→ Given task:
Revise the items from the very first line through the line containing "point(147, 93)", substituting "image" for "photo" and leaving everything else unchanged. Leave the pictures out of your version.

Point-based annotation data
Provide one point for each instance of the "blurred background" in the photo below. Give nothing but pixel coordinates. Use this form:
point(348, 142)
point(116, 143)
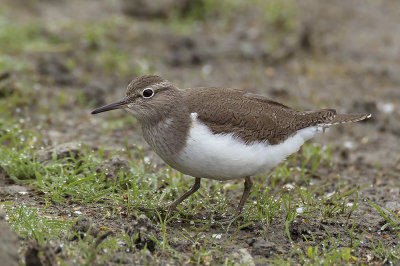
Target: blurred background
point(60, 59)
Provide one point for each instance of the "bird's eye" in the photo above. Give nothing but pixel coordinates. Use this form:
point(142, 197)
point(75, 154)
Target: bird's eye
point(147, 93)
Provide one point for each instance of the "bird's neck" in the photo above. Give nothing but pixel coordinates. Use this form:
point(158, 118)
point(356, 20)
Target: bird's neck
point(167, 136)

→ Response below:
Provide one point for each instance of the "blurred background" in the image below. Give nothing but pixel coordinates. Use this form:
point(348, 142)
point(116, 143)
Target: blurred background
point(60, 59)
Provide one point for each instance of the "bird's eye" in the image above. Give nothing but pixel coordinates. Use this form:
point(142, 197)
point(75, 154)
Target: bird's eye
point(147, 93)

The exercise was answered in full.